Exercise set:
(A) In the article about Shilluk, what advice did Lam Akol give the women who begged him for food?
(B) List every person named in the article about Shilluk.
:: Selected excerpt ::
Rains bring respite for Shilluk, a forgotten area in a bloody conflict. But government forces are expected to return with a vengeance

Jeevan Vasagar in Popwojo
Monday November 15, 2004
The Guardian

On their knees and begging for food, the women pleaded at the feet of the commander, Lam Akol, but there was little he could do. They offered him a chicken, one of the few remaining in their village, as a gift.
Ignoring their tears, the Sudanese rebel commander offered them harsh advice, telling them to "tighten their belts."

"One day you are on top, and one day you are on the receiving end," said Akol, a plump soldier - with a PhD from Imperial College London - who divides his time between Sudan and a home he keeps in the Kenyan capital, Nairobi. "There is no place of total security."

Certainly not for the villagers who were looking to him for shelter and food. The women of Shilluk, in southern Sudan, have become scavengers in an area of the country largely ignored as the world focuses on the western region of Darfur.

This Thursday, the UN security council meets in Nairobi in a move intended to pressure the Sudan government and southern rebels to sign a final peace deal which will end two decades of civil war.

The conflict was meant to be as good as over already after the two sides signed a power-sharing deal in May. But this is what passes for "peace" in the Shilluk region.

Fighting between a government-backed militia and gunmen loyal to Akol destroyed these villagers' crops and homes, leaving them facing starvation. As the rainy season comes to an end, armed men on both sides are preparing for renewed fighting.

The Guardian is the first newspaper to witness the devastation caused by the clashes - an unfair fight that led to an estimated 600 people being killed and another 50,000 fleeing.

When the government militia attacked villages in Shilluk, it showed no mercy. Aid agency compounds were ransacked and torched. The onslaught was backed up, according to survivors' accounts, by a Sudanese military motorboat which raked villages with gunfire from a river.

Ninyang Kir died because she was too old to run away. Her family returned to find her burned body inside her grass hut.

According to the Civilian Protection Monitoring Team, a US-funded group of international monitors, the attacks began in March, and were sparked when Akol, a local military commander who had been loyal to the Sudanese government, decided to defect.
:::
:: The data ::
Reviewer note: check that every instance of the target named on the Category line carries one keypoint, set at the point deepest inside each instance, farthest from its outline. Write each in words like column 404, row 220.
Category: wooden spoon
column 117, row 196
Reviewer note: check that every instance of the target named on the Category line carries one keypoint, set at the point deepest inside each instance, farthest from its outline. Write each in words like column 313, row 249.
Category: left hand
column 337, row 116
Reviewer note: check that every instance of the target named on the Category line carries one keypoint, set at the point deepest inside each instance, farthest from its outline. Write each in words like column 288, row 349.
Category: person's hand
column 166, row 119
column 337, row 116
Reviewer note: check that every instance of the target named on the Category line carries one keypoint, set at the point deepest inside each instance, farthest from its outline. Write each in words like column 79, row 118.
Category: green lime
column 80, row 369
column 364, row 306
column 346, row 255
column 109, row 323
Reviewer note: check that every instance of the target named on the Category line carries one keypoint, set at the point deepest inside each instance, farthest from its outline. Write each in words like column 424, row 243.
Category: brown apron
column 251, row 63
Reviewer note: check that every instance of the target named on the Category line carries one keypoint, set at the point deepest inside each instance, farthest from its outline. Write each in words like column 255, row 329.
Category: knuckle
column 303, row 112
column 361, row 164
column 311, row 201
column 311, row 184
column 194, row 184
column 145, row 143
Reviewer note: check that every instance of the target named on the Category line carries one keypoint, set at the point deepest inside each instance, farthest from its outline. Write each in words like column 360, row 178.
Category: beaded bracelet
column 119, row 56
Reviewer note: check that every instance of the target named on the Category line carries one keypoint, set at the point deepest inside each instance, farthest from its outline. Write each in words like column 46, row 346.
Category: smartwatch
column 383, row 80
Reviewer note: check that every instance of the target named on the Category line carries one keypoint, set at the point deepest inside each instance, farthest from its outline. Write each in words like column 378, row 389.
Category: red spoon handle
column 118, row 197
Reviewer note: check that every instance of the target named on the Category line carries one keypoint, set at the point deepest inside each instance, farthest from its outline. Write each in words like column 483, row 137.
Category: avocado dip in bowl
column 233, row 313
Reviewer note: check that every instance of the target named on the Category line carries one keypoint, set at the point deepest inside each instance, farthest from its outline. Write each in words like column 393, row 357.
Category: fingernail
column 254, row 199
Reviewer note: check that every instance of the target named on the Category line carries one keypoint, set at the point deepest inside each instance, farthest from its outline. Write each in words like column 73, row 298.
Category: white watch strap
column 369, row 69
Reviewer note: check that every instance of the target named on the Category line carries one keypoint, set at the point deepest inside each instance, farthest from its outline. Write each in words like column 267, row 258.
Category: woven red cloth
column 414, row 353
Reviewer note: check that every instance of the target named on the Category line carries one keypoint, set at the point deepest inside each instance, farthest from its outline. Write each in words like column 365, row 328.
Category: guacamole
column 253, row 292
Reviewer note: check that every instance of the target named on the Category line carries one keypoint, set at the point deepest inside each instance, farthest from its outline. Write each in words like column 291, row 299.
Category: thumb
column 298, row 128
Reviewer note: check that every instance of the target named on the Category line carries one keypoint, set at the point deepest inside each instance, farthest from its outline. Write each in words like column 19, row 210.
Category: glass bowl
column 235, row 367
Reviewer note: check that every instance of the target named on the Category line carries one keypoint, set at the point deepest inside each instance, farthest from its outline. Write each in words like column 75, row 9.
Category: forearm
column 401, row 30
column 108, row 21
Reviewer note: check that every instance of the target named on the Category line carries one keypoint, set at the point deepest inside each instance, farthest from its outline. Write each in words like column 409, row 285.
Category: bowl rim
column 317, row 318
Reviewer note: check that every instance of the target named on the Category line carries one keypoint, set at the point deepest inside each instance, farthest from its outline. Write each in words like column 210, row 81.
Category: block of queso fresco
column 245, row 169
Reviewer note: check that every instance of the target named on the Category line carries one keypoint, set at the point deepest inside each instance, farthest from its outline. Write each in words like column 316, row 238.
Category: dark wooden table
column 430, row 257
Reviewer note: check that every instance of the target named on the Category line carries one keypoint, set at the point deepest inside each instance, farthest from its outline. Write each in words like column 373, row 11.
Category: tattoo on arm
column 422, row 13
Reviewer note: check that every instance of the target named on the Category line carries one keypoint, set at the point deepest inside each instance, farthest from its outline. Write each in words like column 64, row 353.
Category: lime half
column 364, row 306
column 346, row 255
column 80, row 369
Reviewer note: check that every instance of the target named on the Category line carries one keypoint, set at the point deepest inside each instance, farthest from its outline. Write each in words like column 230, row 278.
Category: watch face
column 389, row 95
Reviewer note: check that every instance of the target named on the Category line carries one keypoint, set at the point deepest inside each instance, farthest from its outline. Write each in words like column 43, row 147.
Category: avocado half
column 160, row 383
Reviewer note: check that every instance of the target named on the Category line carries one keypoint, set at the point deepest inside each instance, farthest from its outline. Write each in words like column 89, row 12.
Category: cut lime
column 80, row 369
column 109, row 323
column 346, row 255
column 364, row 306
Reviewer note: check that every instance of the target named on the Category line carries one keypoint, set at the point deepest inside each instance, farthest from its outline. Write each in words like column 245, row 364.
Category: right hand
:::
Task responses:
(A) He told them to "tighten their belts."

(B) Jeevan Vasagar, Lam Akol, Ninyang Kir